##### LISTED RECORDS

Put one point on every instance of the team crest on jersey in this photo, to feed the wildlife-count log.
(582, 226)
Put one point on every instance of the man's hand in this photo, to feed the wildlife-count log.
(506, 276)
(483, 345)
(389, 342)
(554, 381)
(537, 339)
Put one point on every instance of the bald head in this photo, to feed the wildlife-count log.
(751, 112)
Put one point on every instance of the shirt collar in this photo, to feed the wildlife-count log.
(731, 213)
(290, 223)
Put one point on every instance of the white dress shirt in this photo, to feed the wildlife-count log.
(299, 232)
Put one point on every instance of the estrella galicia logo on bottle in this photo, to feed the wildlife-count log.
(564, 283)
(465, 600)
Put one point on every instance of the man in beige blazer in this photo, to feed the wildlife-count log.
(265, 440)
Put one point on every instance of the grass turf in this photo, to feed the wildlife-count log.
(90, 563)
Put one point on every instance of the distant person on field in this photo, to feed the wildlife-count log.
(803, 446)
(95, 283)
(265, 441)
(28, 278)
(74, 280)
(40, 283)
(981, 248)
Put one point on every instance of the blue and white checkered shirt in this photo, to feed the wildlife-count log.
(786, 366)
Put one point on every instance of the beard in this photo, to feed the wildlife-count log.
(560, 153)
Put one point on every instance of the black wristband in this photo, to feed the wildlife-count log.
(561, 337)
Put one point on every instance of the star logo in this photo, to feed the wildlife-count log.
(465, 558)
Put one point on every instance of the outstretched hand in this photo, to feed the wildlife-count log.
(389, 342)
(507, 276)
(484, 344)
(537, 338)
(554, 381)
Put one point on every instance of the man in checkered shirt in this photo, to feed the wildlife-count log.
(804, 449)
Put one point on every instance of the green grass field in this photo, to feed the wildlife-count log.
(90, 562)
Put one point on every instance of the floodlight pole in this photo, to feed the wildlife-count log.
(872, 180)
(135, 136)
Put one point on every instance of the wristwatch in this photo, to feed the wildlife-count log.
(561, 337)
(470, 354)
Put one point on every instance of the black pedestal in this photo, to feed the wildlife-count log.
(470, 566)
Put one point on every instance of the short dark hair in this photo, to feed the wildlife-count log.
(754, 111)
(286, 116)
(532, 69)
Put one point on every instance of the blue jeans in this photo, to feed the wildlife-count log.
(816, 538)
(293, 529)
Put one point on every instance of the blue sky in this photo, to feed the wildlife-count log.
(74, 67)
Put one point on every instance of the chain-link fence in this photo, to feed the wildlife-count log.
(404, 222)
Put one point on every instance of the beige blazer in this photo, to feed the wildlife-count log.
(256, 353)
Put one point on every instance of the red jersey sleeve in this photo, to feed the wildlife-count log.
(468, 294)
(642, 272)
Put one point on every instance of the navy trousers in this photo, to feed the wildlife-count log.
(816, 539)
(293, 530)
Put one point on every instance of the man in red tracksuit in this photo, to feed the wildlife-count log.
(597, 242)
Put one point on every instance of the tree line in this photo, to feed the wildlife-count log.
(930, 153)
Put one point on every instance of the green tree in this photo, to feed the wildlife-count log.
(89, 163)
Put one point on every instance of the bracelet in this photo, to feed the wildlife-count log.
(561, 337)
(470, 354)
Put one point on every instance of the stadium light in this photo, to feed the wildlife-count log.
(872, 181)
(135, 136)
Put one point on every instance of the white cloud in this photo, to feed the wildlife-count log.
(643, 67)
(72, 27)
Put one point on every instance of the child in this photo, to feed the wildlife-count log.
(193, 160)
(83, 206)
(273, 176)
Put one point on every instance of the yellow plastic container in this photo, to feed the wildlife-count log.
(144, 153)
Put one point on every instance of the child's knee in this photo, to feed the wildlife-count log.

##########

## THE EXERCISE
Each line above must be reproduced exactly as it stands.

## ANSWER TO THIS TASK
Put one point on every instance of the team crest on jersey in this photo, to feed the wildlife-count log.
(582, 226)
Put one point on every instance of the man's hand in this photo, to feed the wildlife-count log.
(506, 276)
(483, 345)
(389, 342)
(554, 381)
(537, 339)
Put one point on every instance of the bald head in this photo, to feed the wildlife-count log.
(751, 112)
Put one point on every instance of the shirt collar in this photo, to feed the wildlife-count log.
(731, 213)
(290, 223)
Put one point on every instance of the white dress shirt in this photo, to feed the wildlife-count log.
(299, 232)
Put one point on every instance of the estrella galicia logo on bottle in this photo, to feed the wildlife-count log.
(564, 283)
(465, 600)
Put one point on every instance of the man in beige blazer in this photo, to feed the wildlife-count log.
(265, 440)
Put one point on every instance of the grass turf in this photo, to feed the wildlife-count log.
(90, 563)
Put one point on every instance of the distant person on field in this photo, to feed the wildlife-count log.
(803, 446)
(95, 283)
(265, 441)
(28, 278)
(74, 280)
(40, 283)
(981, 248)
Put one point on every instance of the blue and white checkered shirt in this photo, to feed the wildlife-count log.
(786, 366)
Put one point on every instance of the beard in this photo, to feed the wildlife-count log.
(560, 153)
Put one point on every instance of the black wristband in this photo, to feed the wildlife-count log.
(561, 337)
Put one point on every instance of the star logo in this photo, to feed the wildlife-count log.
(465, 558)
Put one point on every instance of the outstretched hand in this photo, to feed the wildlife-count log.
(389, 342)
(507, 276)
(484, 344)
(537, 338)
(554, 381)
Put one point on every instance of the man in checkered shirt in this photo, to feed the wildlife-count log.
(804, 449)
Put one point on every instance of the green grass field in this photo, to feed the wildlife-count log.
(90, 562)
Put one point on every instance of the floodlight pole in this photo, to feed the wildlife-count log.
(872, 180)
(135, 136)
Put one point on every instance of the wristwatch in this photo, to feed the wildlife-count log.
(561, 337)
(470, 354)
Put one point on every instance of the black pedestal in this photo, to feed the wildlife-count log.
(470, 566)
Put one point on every instance of the short dark hair in this photo, to feed the wildlife-count log.
(754, 111)
(286, 116)
(532, 69)
Put one point on every instance of the blue jeans in this photo, to feed the wildlife-count log.
(816, 538)
(293, 529)
Put one point on every instance of the blue sky in this photo, to feed the wildlife-count log.
(74, 67)
Put one point on every instance of the chain-link fence in this photo, to feed the wildlife-count log.
(404, 222)
Put one point on every instance of the beige blazer in this photo, to feed the wildlife-count log.
(256, 353)
Put one point on every instance of the red jersey sleeve in this photo, to feed the wildlife-count log.
(468, 294)
(642, 272)
Put one point on every instance of the navy trousers in this photo, to feed the wildlife-count log.
(816, 539)
(293, 530)
Put one point on every instance of the man in red tracksuit in this photo, to feed the wildlife-count log.
(597, 242)
Put one point on every instance of the tree line in this photo, to feed the wildlife-count log.
(930, 153)
Put one point on every instance of the green tree in this photo, to feed the wildlife-count log.
(89, 163)
Put one point on every instance of the bracelet in this photo, to feed the wildlife-count log.
(561, 337)
(470, 354)
Put one point on every instance of the stadium light in this photo, to feed the wildlife-count log.
(872, 181)
(135, 136)
Put one point on every instance of the white cloud in this photo, to feed the wildlife-count log.
(643, 67)
(72, 27)
Put one point on every instance of the child in this photo, to feed the wildlife-count log.
(193, 160)
(83, 206)
(273, 176)
Put one point on every instance of the yellow plastic container in this photo, to feed the wildlife-count log.
(144, 153)
Put one point on every instance of the child's knee in this photo, to feed the wildlife-count log.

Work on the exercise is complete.